Problemi e compiti:
A – Nel brano sulla scuola, riporta la parte che si apre con le parole contenenti "Lentamente mi sono" e si chiude con "la categoria rappresentata.", sostituendo "comunità" con "collettività".
B – Secondo il brano sulla scuola, in quale veste è doveroso prendere posizione sulla scuola?

Estratto scelto:
—————
Lentamente mi sono andato convincendo, ma con un passaggio decisivo negli ultimi giorni, che è assolutamente doveroso prendere posizione sulla scuola in presenza o a distanza, ovvero sulla scuola effettiva o sulla sua sostanziale sospensione.
Prendere posizione sulla scuola è necessario, senza essere né studenti, né genitori, ne insegnanti o dirigenti scolastici. È doveroso come cittadini, come membri di una comunità, quella nazionale, che non sono indifferenti al presente della scuola, cioè al futuro dell’Italia. Un mio amico e collega di una volta, persona di cui conservo grande stima, aveva un senso così spiccato della concretezza, intesa anche come immediatezza di utilità, che per ogni proposta o iniziativa si chiedeva, e chiedeva, in quanti risparmi di costi o maggiori utili questo si traducesse per la categoria rappresentata.
—————
Estratti del dataset:
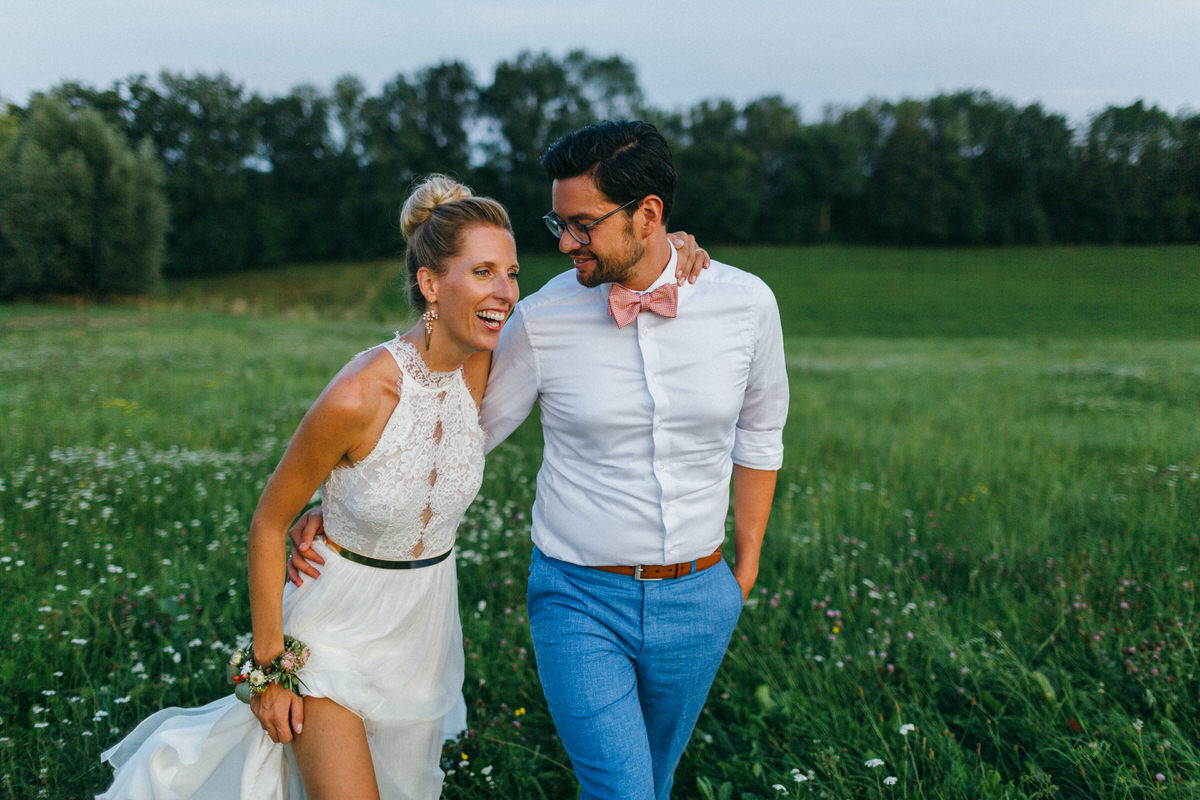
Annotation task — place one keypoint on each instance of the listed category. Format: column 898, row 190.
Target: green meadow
column 979, row 578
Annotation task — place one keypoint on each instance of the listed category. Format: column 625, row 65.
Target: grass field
column 979, row 579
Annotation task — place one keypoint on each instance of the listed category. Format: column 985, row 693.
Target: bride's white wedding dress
column 385, row 643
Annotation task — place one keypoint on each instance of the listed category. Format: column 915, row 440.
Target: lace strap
column 413, row 367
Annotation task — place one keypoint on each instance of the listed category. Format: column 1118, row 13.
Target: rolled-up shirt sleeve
column 759, row 435
column 513, row 384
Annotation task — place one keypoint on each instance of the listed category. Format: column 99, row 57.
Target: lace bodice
column 406, row 498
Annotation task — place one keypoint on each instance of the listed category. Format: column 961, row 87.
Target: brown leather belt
column 660, row 571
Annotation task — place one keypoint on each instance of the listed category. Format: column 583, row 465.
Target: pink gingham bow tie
column 624, row 305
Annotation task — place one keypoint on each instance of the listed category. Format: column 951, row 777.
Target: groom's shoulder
column 725, row 278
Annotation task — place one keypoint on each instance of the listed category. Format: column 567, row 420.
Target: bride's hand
column 280, row 711
column 693, row 258
column 310, row 524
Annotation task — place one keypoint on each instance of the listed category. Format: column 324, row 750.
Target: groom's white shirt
column 642, row 425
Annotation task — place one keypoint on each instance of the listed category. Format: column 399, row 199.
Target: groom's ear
column 648, row 216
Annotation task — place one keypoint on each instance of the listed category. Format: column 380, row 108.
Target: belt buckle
column 637, row 575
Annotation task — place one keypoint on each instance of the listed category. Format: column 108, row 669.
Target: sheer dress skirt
column 387, row 644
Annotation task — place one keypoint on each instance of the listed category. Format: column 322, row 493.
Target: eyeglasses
column 580, row 232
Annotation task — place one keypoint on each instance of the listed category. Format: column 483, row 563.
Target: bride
column 395, row 440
—————
Raccolta risposte:
A –
Lentamente mi sono andato convincendo, ma con un passaggio decisivo negli ultimi giorni, che è assolutamente doveroso prendere posizione sulla scuola in presenza o a distanza, ovvero sulla scuola effettiva o sulla sua sostanziale sospensione.
Prendere posizione sulla scuola è necessario, senza essere né studenti, né genitori, ne insegnanti o dirigenti scolastici. È doveroso come cittadini, come membri di una collettività, quella nazionale, che non sono indifferenti al presente della scuola, cioè al futuro dell’Italia. Un mio amico e collega di una volta, persona di cui conservo grande stima, aveva un senso così spiccato della concretezza, intesa anche come immediatezza di utilità, che per ogni proposta o iniziativa si chiedeva, e chiedeva, in quanti risparmi di costi o maggiori utili questo si traducesse per la categoria rappresentata.

B – Come cittadini, come membri di una comunità, quella nazionale.